Znajdź we wpisach poniżej wszystkie wiersze zawierające słowo „building” i przepisz każdy z nich.

## PODANE DANE
:::::

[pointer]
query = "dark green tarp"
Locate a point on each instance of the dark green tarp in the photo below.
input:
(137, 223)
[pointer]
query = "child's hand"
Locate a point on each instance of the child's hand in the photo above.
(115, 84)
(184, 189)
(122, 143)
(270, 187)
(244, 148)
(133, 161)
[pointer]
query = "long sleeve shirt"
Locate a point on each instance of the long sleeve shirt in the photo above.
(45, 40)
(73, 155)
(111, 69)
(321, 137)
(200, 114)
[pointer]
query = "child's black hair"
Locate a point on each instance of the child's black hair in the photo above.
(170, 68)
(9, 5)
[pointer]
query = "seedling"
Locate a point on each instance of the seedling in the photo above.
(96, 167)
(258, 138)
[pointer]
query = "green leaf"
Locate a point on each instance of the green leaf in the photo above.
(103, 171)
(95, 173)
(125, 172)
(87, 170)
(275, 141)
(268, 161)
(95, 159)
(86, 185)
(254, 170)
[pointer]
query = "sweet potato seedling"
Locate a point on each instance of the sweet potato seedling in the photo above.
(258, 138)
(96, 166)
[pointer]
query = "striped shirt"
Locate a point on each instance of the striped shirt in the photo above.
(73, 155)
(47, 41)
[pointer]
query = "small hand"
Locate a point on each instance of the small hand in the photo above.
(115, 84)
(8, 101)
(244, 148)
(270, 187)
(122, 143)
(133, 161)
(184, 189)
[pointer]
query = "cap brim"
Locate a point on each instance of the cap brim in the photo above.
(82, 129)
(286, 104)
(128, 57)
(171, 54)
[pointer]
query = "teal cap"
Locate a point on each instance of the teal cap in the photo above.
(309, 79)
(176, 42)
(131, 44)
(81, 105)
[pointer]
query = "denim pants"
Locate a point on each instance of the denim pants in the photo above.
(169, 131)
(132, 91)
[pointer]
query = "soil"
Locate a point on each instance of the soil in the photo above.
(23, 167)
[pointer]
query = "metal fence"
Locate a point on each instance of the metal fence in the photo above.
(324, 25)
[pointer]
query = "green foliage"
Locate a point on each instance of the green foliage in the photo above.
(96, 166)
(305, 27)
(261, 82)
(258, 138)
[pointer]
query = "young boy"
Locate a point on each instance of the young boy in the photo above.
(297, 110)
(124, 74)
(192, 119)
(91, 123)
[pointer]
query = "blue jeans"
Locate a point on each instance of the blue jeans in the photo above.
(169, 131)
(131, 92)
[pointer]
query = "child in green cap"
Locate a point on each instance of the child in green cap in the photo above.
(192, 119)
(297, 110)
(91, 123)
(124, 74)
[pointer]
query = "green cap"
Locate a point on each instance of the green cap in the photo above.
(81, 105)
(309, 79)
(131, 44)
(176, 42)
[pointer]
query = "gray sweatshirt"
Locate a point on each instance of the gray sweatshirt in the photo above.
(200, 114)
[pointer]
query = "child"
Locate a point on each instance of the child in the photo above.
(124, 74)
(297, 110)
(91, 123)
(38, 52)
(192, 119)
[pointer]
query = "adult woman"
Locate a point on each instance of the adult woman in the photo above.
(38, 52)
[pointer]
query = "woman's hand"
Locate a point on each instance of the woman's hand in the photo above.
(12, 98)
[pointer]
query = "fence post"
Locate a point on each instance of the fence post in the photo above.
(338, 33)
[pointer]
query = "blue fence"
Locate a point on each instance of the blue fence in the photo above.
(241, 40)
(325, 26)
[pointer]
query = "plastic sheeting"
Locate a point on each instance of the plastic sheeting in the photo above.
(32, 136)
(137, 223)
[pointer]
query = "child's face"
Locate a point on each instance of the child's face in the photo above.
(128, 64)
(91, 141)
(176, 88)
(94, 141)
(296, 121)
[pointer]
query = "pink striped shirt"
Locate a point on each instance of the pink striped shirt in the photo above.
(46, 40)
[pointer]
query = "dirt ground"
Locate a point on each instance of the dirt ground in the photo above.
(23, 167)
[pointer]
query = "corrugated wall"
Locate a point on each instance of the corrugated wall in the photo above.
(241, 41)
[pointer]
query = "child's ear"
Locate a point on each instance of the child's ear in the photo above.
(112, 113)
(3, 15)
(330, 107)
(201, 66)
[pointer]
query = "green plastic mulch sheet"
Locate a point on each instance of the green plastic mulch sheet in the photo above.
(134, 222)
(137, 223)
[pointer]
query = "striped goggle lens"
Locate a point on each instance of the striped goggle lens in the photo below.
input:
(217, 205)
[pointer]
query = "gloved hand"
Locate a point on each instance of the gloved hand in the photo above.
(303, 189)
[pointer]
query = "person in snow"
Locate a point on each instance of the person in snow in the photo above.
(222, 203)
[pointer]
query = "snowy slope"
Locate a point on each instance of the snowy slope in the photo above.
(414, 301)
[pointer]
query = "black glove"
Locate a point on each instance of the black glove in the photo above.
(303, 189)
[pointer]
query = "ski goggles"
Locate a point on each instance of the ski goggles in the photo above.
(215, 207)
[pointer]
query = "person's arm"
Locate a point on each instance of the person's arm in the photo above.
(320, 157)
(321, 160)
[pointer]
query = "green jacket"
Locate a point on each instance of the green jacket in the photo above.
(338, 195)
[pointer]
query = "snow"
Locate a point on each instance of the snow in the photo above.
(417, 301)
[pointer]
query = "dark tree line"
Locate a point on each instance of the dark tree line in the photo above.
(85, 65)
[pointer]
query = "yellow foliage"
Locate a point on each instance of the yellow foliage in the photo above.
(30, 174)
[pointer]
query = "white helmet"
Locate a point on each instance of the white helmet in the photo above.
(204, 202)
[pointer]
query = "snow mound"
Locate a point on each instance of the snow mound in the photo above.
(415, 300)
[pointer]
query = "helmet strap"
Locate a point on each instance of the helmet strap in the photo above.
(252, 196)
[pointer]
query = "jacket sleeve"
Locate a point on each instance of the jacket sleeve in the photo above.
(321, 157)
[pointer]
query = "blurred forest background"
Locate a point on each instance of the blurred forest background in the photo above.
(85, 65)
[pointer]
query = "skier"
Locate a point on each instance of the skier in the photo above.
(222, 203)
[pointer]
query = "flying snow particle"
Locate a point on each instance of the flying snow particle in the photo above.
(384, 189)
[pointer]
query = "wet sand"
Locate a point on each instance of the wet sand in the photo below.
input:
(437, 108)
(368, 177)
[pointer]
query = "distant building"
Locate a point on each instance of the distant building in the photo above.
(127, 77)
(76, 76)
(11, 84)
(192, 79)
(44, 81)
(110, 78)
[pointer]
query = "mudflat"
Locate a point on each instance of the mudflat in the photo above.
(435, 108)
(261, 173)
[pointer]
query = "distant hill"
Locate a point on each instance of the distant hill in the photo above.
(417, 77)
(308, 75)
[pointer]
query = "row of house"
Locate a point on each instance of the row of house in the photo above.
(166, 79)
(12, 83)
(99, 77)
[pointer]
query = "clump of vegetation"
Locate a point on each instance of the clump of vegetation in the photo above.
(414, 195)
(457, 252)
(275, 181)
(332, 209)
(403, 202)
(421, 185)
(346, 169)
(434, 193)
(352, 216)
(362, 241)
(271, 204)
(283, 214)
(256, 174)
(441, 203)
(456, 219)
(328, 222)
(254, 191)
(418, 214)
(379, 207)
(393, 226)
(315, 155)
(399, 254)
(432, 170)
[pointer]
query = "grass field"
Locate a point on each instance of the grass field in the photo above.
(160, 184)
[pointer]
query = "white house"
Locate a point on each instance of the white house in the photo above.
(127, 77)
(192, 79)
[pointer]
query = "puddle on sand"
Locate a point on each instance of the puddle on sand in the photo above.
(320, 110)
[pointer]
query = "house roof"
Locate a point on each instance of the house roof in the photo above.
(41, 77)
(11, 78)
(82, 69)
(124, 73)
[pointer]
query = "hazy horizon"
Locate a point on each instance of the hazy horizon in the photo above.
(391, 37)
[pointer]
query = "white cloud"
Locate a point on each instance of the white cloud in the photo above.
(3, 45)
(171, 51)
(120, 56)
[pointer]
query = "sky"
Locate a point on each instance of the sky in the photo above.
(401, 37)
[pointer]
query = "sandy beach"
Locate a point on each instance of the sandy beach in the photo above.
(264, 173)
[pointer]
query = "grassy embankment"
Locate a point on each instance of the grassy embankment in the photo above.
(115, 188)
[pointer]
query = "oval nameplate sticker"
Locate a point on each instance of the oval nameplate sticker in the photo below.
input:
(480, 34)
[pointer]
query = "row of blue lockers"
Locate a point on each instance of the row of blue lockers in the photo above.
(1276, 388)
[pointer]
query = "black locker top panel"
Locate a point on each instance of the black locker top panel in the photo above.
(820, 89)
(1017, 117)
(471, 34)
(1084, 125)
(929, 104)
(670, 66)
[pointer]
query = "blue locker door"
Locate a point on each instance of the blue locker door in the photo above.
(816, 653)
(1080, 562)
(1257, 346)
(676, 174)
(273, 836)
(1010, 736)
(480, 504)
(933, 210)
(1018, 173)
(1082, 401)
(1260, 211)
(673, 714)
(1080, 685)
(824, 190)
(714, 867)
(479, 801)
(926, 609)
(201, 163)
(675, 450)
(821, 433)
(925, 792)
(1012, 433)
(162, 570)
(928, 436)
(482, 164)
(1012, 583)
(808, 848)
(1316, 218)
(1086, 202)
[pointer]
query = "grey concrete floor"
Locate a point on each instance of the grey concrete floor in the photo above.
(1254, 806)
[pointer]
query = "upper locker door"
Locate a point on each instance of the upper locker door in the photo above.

:::::

## WYNIK ĆWICZENIA
query = "distant building"
Locate a point on each instance of the distant building in the photo above.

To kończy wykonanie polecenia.